From the data below, copy exactly the lines that lie between the one holding "[[361, 318], [343, 403]]" and the one holding "[[435, 160], [571, 532]]", including both, and nothing more.

Source records.
● ● ● ● ● ● ●

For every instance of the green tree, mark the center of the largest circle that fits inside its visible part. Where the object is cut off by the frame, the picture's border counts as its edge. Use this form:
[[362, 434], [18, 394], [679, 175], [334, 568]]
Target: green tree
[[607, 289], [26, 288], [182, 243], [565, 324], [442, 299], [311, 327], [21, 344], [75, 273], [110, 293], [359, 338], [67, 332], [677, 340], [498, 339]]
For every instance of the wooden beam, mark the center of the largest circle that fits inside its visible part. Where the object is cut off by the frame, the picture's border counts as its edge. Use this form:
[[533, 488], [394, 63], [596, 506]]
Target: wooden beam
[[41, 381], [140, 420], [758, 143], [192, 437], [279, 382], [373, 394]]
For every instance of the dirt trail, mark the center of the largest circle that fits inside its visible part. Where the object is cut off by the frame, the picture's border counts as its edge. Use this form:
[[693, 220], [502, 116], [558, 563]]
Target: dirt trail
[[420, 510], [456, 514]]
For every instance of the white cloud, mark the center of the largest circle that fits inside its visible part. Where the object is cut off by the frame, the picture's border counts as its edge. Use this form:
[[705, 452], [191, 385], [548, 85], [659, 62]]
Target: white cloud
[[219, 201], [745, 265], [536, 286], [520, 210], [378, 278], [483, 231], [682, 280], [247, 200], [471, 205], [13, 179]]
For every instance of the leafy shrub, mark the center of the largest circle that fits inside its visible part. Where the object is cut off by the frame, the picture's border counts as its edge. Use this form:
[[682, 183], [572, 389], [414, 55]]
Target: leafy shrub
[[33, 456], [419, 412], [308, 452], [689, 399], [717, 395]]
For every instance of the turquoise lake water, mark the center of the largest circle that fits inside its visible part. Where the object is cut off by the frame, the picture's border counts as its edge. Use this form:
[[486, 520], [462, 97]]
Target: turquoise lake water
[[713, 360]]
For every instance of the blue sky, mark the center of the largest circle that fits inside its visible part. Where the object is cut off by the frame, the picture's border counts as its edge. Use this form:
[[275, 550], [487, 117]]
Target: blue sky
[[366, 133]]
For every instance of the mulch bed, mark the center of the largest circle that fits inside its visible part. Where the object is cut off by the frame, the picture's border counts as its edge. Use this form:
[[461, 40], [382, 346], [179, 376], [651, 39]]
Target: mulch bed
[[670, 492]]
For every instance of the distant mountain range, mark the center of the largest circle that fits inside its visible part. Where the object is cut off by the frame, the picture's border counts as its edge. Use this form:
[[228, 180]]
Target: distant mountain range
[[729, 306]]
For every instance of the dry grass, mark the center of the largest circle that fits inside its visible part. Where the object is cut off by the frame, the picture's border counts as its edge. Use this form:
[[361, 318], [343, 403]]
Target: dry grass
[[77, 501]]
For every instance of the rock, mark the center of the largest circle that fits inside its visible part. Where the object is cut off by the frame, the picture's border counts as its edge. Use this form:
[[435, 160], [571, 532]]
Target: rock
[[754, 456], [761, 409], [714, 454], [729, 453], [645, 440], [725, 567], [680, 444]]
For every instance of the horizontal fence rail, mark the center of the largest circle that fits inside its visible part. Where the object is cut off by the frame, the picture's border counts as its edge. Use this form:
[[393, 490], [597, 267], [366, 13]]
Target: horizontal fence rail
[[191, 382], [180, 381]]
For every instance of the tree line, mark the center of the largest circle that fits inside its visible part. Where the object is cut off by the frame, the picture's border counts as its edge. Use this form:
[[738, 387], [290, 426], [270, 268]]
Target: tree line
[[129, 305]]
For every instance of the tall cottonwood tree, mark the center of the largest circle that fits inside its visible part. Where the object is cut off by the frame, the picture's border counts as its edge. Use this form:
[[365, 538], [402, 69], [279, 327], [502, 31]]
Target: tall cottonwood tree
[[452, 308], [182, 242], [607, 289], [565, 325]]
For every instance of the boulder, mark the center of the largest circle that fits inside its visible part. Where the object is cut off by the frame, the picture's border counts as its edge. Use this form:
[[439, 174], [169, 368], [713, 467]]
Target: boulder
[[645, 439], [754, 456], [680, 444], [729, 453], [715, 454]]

● ● ● ● ● ● ●

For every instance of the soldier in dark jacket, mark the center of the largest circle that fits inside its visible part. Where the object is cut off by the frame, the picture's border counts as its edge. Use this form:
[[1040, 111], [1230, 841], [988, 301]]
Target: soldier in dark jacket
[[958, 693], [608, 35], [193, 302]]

● ● ● ● ● ● ●

Answer to this task.
[[361, 318], [343, 403]]
Target: dry grass
[[77, 501]]
For every instance of the rock, mark the center of the largest circle that fits inside its visible part. Where the object is cut off by the frame, the picture's border counts as its edge. Use this form:
[[435, 160], [571, 532]]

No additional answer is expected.